Named object pointing entries
───
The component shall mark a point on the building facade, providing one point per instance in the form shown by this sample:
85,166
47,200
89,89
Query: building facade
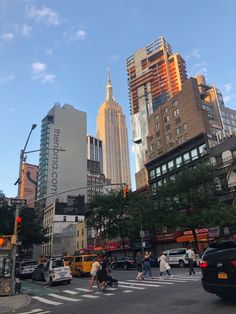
29,177
63,154
154,75
112,131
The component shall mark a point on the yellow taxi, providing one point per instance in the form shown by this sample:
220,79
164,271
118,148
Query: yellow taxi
68,260
82,264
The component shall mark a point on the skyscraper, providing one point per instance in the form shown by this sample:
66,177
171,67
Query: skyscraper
62,128
112,130
154,75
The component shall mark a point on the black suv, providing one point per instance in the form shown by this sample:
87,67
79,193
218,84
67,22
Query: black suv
218,265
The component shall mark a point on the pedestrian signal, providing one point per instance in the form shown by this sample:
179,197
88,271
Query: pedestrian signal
18,224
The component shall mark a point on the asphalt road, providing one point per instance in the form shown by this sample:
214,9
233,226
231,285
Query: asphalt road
181,294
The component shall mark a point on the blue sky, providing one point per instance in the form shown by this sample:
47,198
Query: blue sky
58,51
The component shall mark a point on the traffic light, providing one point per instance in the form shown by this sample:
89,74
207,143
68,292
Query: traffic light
125,191
18,224
3,241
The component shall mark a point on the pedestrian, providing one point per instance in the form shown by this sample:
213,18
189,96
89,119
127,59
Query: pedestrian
95,268
164,266
139,266
147,265
190,256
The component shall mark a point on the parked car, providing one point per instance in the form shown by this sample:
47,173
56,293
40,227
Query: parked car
177,257
125,262
38,273
218,265
82,264
56,271
25,269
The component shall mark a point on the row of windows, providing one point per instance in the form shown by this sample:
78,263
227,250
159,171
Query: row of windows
178,161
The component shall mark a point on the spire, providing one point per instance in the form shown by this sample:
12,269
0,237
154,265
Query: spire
109,85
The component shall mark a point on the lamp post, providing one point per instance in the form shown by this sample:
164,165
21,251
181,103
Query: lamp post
13,251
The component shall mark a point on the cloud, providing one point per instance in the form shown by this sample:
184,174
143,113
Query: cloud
48,78
38,68
194,54
7,37
49,51
227,87
39,72
6,78
75,35
43,14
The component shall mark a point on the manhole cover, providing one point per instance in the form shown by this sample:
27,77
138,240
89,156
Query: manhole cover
185,302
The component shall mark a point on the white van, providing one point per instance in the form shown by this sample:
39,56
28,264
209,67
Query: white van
177,257
56,271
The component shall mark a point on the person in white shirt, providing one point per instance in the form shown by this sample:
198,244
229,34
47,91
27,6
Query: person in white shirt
190,257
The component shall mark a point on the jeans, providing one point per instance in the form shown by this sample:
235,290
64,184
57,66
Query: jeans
147,268
191,269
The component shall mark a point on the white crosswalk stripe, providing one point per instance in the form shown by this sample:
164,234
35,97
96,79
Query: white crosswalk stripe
46,301
38,311
57,296
70,292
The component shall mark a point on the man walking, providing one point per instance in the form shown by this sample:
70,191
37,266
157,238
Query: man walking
191,257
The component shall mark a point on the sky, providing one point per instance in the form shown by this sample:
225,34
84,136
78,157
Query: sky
58,51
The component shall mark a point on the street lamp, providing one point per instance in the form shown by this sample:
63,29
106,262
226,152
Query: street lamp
13,251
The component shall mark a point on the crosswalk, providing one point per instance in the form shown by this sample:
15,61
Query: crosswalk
126,286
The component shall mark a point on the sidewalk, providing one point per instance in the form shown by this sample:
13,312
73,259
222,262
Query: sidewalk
8,304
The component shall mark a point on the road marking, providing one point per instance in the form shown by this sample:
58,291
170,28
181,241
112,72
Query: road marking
32,311
70,292
160,281
82,289
57,296
131,287
127,291
89,296
139,284
46,301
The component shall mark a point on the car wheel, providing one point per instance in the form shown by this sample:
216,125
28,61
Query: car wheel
181,264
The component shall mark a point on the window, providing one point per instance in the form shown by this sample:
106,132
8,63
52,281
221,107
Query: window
178,161
158,171
186,157
170,165
166,119
152,174
194,154
176,112
175,103
202,149
163,168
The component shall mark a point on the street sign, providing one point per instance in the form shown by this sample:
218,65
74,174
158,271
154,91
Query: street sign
142,234
18,201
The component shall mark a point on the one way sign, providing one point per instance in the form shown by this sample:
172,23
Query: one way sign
18,201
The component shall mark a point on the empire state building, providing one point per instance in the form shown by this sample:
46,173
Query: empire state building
112,130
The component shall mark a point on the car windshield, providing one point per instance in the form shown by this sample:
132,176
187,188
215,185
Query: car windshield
57,263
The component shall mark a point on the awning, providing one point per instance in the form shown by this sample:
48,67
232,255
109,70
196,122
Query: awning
190,238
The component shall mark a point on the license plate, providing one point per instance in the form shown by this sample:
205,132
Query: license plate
222,276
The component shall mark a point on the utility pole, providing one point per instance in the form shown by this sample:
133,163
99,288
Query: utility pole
18,207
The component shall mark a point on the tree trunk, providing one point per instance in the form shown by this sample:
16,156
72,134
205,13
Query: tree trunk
195,239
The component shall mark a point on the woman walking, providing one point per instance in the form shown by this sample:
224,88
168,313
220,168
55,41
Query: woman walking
95,268
147,265
139,266
164,266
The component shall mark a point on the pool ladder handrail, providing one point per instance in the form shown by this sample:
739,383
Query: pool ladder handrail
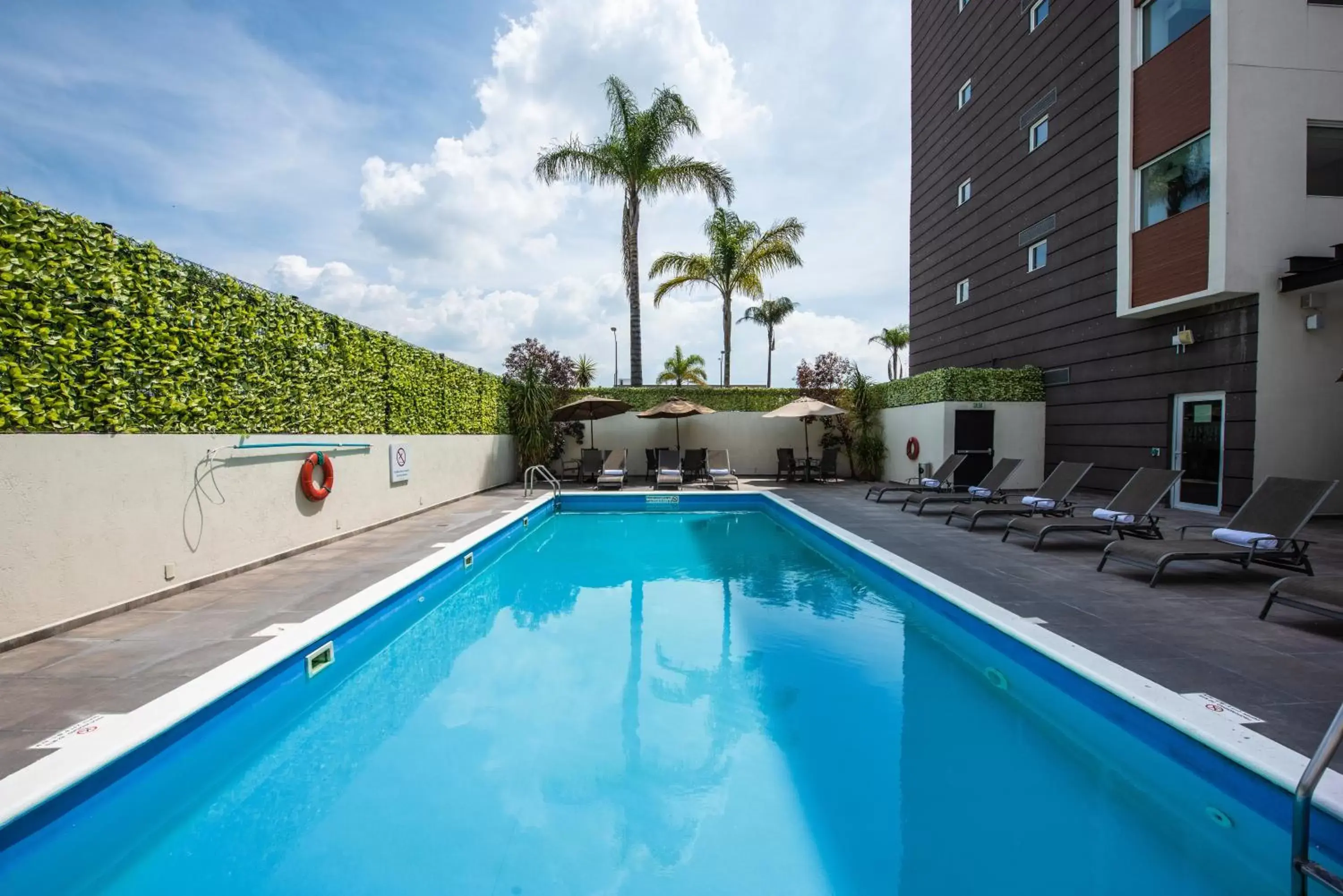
1305,870
547,475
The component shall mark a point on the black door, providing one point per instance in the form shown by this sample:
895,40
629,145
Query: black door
974,439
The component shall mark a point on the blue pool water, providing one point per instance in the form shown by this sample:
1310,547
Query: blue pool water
659,704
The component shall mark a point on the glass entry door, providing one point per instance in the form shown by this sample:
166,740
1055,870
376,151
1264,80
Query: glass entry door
1198,446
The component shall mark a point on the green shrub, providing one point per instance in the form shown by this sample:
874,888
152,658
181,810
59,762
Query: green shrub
101,333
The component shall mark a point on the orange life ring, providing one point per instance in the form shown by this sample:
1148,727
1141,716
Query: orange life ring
305,478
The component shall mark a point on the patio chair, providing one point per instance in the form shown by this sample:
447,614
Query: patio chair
1130,512
1322,594
590,465
1263,531
669,469
938,482
720,471
693,464
614,471
829,467
988,492
1051,499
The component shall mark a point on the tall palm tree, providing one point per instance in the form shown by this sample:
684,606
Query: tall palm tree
637,158
769,315
892,339
739,257
683,368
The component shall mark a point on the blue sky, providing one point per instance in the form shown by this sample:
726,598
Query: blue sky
375,159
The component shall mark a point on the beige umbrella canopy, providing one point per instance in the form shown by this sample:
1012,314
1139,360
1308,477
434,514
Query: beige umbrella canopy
805,409
676,409
590,407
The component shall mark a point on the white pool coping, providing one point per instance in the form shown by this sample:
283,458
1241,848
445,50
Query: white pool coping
66,768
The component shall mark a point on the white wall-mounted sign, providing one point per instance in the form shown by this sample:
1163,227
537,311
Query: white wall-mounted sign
399,459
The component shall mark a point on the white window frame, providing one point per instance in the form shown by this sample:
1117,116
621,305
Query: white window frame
1036,144
1031,257
1035,9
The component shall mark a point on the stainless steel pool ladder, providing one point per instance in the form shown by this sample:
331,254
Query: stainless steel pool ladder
1305,870
544,472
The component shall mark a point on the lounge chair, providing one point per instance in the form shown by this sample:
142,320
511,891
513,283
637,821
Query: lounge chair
938,482
1130,512
1051,499
613,471
1321,594
988,492
1263,531
590,465
720,471
669,469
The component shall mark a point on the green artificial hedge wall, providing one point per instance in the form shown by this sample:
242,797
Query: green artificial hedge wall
966,384
101,333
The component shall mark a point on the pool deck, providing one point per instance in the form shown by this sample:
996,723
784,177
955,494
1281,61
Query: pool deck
1198,632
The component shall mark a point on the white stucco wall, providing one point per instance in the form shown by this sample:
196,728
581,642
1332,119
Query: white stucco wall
90,521
750,438
1018,431
1286,68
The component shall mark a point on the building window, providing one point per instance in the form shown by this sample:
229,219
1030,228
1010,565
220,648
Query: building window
1323,159
963,94
1039,133
1037,256
1166,21
1177,182
1039,14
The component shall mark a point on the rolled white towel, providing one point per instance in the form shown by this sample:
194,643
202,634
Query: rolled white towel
1247,539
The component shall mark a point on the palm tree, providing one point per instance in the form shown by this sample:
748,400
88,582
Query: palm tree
892,339
769,315
637,158
739,257
585,371
683,368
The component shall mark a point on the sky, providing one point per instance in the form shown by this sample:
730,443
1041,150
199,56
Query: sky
375,159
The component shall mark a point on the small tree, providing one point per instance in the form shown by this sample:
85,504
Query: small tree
684,368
───
- Written request -
Starting at the line containing "The component shall mark a point on the small" and going through the end of the entries, write those lines out again with every "small tree" changed to "shrub" and nothing else altered.

- Solution -
The component shall mark a point on the shrub, providing one point per instance in the form shown by this sample:
85,504
Query: shrub
684,368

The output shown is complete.